Listed entries
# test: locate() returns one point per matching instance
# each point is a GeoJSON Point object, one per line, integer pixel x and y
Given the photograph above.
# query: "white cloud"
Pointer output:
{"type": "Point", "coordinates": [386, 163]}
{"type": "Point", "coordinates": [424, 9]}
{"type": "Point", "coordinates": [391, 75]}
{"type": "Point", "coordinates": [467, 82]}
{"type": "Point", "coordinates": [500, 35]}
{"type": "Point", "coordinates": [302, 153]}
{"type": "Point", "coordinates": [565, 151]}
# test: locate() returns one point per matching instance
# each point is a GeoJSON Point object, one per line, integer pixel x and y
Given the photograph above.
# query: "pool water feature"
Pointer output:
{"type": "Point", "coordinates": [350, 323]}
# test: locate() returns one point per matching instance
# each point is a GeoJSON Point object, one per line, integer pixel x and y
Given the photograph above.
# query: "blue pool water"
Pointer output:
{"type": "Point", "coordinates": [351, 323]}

Aim
Reproduce all of the data above line for line, without changing any character.

Solution below
# test: locate() returns one point per matching instance
# each point is a GeoJSON Point object, one per line, integer pixel x and y
Given the photograph above.
# query: "white cloud"
Pointer output:
{"type": "Point", "coordinates": [386, 163]}
{"type": "Point", "coordinates": [424, 9]}
{"type": "Point", "coordinates": [391, 75]}
{"type": "Point", "coordinates": [467, 82]}
{"type": "Point", "coordinates": [500, 35]}
{"type": "Point", "coordinates": [302, 153]}
{"type": "Point", "coordinates": [565, 151]}
# test: locate() returns one point per matching instance
# each point is a GeoJSON Point object, one per line, integer pixel x and y
Given the photograph above.
# query: "pool water feature"
Pointer output:
{"type": "Point", "coordinates": [350, 323]}
# test: locate() returns one point per matching instance
# each point is a GeoJSON Point object, one per line, integer pixel x and y
Given the photograph above.
# query: "blue pool water"
Pointer output:
{"type": "Point", "coordinates": [351, 323]}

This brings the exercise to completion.